Requirements: Reproduce every line of the material below word for word, omitting the pictures.

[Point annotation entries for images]
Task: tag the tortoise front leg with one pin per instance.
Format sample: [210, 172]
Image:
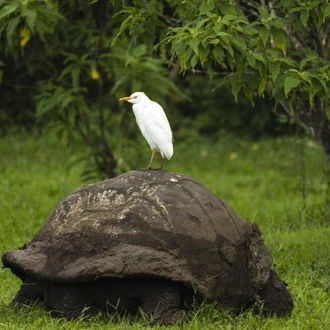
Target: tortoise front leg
[69, 301]
[30, 291]
[163, 305]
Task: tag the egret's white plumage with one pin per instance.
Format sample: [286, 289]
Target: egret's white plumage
[153, 123]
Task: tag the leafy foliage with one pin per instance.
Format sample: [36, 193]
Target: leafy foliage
[72, 60]
[64, 52]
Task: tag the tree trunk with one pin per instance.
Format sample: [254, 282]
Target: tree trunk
[318, 124]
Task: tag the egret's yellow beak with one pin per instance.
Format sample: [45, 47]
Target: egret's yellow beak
[125, 98]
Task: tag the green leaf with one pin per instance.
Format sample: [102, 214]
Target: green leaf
[304, 17]
[290, 83]
[305, 76]
[274, 71]
[218, 55]
[235, 86]
[7, 10]
[194, 45]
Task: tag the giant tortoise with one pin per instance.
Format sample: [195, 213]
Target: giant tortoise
[150, 241]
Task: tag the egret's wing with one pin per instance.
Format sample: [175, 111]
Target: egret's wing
[158, 128]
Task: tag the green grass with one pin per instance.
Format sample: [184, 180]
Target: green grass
[278, 183]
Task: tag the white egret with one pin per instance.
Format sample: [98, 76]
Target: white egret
[153, 123]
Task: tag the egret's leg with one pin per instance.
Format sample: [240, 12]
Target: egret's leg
[152, 158]
[161, 161]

Task answer:
Task: tag the tortoise front leg with one pin per instance.
Format sample: [210, 172]
Image:
Target: tortoise front leg
[69, 301]
[30, 291]
[163, 305]
Task: tag the egret's white plumage with one pin per instance.
Format sample: [286, 289]
Target: egret's white plumage
[153, 123]
Task: tag the leafy foliage with one pin per instance.
Format sample: [36, 193]
Target: leafy foliage
[72, 60]
[64, 52]
Task: tag the tree trunk with one pin per instance.
Format sample: [254, 282]
Target: tree trunk
[318, 124]
Task: tag the egret's yellow beak with one pin per instance.
Format sample: [45, 47]
Target: egret's yellow beak
[125, 98]
Task: tag the green leaf with one pin per instance.
Format sample: [102, 214]
Target: green leaf
[304, 17]
[290, 83]
[305, 76]
[274, 71]
[218, 55]
[235, 86]
[7, 10]
[194, 45]
Task: tag the giant tortoise with one pin per instance.
Format sample: [195, 213]
Target: giant tortoise
[150, 241]
Task: tag the egret's wing with one pin per instance.
Format sample: [175, 111]
Target: egret's wing
[158, 128]
Task: tag the green grass with one pin per instance.
Format sample: [184, 180]
Target: green grass
[278, 183]
Task: tag the white egret with one pin per instance.
Format sample: [98, 76]
Target: white egret
[153, 123]
Task: tag the egret's leg with one pin per instance.
Format sample: [240, 12]
Target: egret's leg
[152, 158]
[161, 161]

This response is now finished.